■ **Work instructions**:
[A] According to the blog post on the new science standards, how many states have adopted them?
[B] Please write the next part of the blog post on the new science standards, picking up after its final sentence.

══ Selected excerpt ══

Blog: The Educated Reporter

Learning Scientific Methods Can Have Lifelong Value

EWA recently held a seminar on STEM education and student skills at the University of Southern California. We asked some of the reporters who participated to contributes posts from the sessions. Today’s guest blogger is Lillian Mongeau of Ed Source. You can find out more about STEM education on EWA’s topic pages. 

Twenty-six states across the country have adopted new standards in science that call for hands-on lessons meant to develop student understanding of the key concepts of scientific exploration.

Rather than outlining what facts students must know, the Next Generation Science Standards set the bar for what students must be able to do, said Helen Quinn, particle physicist and chair of the Board of Science Education for the National Research Council. Understanding how to design an experiment or draw conclusions from a set of evidence requires that students actually try to do those things, she told a gathering of education journalists at the second annual EWA seminar on STEM education.

“You cannot learn to argue from evidence by being told how to do it,” Quinn said. “You have to do it yourself. You cannot learn how to analyze data without getting some data to analyze yourself.”

Todd Ullah, director for science for Los Angeles Unified School District, said district leaders and teachers in states like his where the new standards had been adopted were working to change instruction methods to better help children meet the new requirements. In many urban schools, a growing focus on math and English has crowded out science instruction, leaving a gap in knowledge among teachers, said Ullah, who sat on the same panel as Quinn.

“It will be key that we build leadership capacity, especially for science teachers,” he said.

To make the new standards a reality for all students in Los Angeles will take some work, Ullah said. Some groups of teacher, like elementary school teachers, have had very little science instruction support in recent years. In addition to preparing teachers to lead lessons that will help students meet the new standards, the school district needs to address the issue of facilities and supplies, Ullah said.

School districts are also working on the problem of how to assess students. Figuring out how to test students’ ability to perform tasks, rather than answer multiple-choice questions, is a challenge, Quinn said.

“You can’t measure (how well students have met the new standards) by asking if they know it, you have to ask them to do something,” Quinn said. “That is the assessment problem.”

Though states have yet to crack the code on how to test a large number of students on a performance task, Quinn said she thinks they’re headed in the right direction.

═══
══ Records provided ══

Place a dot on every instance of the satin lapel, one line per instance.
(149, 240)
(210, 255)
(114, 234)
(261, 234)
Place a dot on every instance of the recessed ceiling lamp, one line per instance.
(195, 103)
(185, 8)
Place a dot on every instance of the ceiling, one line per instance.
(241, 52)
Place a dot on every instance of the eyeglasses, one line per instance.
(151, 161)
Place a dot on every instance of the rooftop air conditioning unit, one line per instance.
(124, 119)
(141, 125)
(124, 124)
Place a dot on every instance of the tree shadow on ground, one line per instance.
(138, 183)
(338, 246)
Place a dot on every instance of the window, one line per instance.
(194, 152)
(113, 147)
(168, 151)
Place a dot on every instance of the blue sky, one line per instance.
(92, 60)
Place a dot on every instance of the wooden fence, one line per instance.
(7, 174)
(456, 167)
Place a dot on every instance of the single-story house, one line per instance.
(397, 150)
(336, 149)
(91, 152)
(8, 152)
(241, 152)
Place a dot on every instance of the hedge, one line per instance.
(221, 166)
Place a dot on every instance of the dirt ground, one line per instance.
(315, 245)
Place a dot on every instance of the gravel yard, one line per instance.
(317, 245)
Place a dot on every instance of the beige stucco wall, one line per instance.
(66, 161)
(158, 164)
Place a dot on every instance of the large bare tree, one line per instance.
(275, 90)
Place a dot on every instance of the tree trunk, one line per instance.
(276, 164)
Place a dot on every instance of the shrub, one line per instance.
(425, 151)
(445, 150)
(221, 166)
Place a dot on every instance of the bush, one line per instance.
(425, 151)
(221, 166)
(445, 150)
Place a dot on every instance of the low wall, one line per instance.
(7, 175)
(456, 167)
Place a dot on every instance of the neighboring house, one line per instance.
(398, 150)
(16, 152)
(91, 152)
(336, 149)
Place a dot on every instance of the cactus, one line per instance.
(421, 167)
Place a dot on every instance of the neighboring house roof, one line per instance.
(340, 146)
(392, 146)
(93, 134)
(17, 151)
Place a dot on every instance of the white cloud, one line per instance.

═══

■ **Responses to the tasks**:
[A] Twenty-six states.

[B]
“We have to get beyond multiple choice because that’s not what they need to know in the real world,” Quinn said.

One of the goals of the new science standards is to give students a foundation in the scientific method: Come up with a question then conduct an experiment to determine the answer. Even if students don’t go on to become chemistry majors, the argument goes, the logical reasoning skills and grounding in the basics of science will help public school graduates in other areas. When faced with a health care decision, for example, someone with at least a basic understanding of biology and how to read a summary of scientific findings will do a better job picking the best treatment plan, Quinn said.

“You’re not just preparing students for college or in one subject, you’re preparing students for life,” Quinn said.

Adopting the new science standards will proceed more slowly than did the adoption of the new Common Core State Standards, because state boards of education tend to review their science standards less frequently than they review English and math standards. Quinn said science is just as important as English and math, and she hopes that more states move to adopt the new standards soon.

“Kids come to school today with a different experience of the world than 50 years ago, but curriculum was designed 50 years ago,” she said.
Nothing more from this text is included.